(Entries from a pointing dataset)

———

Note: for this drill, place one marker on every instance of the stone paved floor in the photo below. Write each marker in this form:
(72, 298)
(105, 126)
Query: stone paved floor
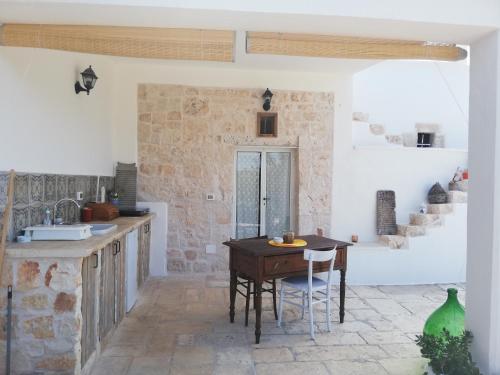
(180, 326)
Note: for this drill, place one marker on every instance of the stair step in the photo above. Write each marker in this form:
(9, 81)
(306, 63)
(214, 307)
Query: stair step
(446, 208)
(360, 116)
(428, 220)
(393, 241)
(455, 196)
(411, 230)
(459, 186)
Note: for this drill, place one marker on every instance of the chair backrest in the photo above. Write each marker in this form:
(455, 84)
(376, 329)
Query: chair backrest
(320, 256)
(251, 238)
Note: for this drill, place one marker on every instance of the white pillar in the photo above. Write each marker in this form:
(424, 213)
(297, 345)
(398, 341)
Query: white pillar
(483, 229)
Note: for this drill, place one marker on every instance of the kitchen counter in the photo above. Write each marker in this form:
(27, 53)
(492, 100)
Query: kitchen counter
(75, 249)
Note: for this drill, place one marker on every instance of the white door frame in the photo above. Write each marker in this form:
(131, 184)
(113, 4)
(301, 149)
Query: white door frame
(264, 150)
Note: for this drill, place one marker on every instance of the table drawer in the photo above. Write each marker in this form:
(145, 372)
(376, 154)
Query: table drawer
(292, 263)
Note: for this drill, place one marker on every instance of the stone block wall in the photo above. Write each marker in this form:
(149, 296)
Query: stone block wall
(187, 139)
(46, 315)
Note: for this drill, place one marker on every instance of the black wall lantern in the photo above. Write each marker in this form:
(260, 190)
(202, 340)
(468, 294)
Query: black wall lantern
(267, 100)
(88, 78)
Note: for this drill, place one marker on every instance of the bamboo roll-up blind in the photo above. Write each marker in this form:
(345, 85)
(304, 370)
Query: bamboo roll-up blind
(349, 47)
(142, 42)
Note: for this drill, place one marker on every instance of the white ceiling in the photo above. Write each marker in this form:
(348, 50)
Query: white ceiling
(274, 15)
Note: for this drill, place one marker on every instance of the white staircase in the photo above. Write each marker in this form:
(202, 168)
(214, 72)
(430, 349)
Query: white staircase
(420, 223)
(431, 248)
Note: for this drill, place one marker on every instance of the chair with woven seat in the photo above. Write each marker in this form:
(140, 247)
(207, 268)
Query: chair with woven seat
(249, 287)
(306, 286)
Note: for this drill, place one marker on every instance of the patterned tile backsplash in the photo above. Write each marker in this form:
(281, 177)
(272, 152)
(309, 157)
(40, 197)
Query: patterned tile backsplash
(34, 193)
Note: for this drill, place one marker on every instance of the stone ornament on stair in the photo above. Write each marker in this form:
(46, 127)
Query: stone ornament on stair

———

* Work instructions: Reproduce the listing above exactly from the line containing "the white pillar" through its last line, with both of those lines included.

* Written reply:
Note: for this drill, place one marker on every instance of the white pillar in the photo above. Write each marker in this form:
(424, 213)
(297, 345)
(398, 341)
Query: white pillar
(483, 229)
Note: for this drill, place one marker on every instance of the kitchen counter in the photo above. Write each marker in this form:
(27, 53)
(492, 100)
Query: kitchen counter
(75, 249)
Note: for this drill, place one marker on every instance of the white door frame in the photo above. Write each marker in this form:
(131, 184)
(113, 4)
(301, 149)
Query: white door frame
(264, 150)
Note: for this drill, place one marker on every instance of the table drawer in the photo above. Write each marker in this form:
(145, 372)
(376, 154)
Query: table drawer
(292, 263)
Note: for this drill, place one marker on every instance of the stone block wall in the photo above. Write each marker in this form:
(149, 296)
Query: stone block wall
(187, 139)
(46, 315)
Note: for this drill, place one marker on every instance of the black wall lantern in the photo above. Write each marker in this form:
(260, 190)
(202, 340)
(468, 294)
Query: black wall lantern
(267, 100)
(88, 78)
Note: for this drill, place one marker on every instance of the bamboo roll-up blind in the photo above. Write each marker in this form:
(345, 85)
(304, 370)
Query: bamboo roll-up blind
(349, 47)
(142, 42)
Note: for this drill, place one marker on every instance of the white ceiling in the photo above. Write each marker in this form:
(348, 50)
Query: white ceiling
(274, 15)
Note: for this drill, place one marker on every instance of the white staircase in the photo above. Write each marker in this form:
(202, 168)
(214, 72)
(430, 349)
Query: white staircase
(420, 223)
(431, 248)
Note: for this drill, place one marker on every instance of the chair with woven seat in the photo above. Write each marker in this form:
(140, 247)
(207, 268)
Query: chair with woven seat
(249, 287)
(306, 286)
Note: for this drill, place one marker on every instance of the patterned tile backsplash in the photo above. Write each marker in this form:
(281, 177)
(272, 152)
(309, 157)
(40, 197)
Query: patterned tile backsplash
(34, 193)
Note: for this drill, place one marker on every instance of the stone ornament on stair in the photo above. Write each marker in this form:
(46, 127)
Query: stone ornament on stair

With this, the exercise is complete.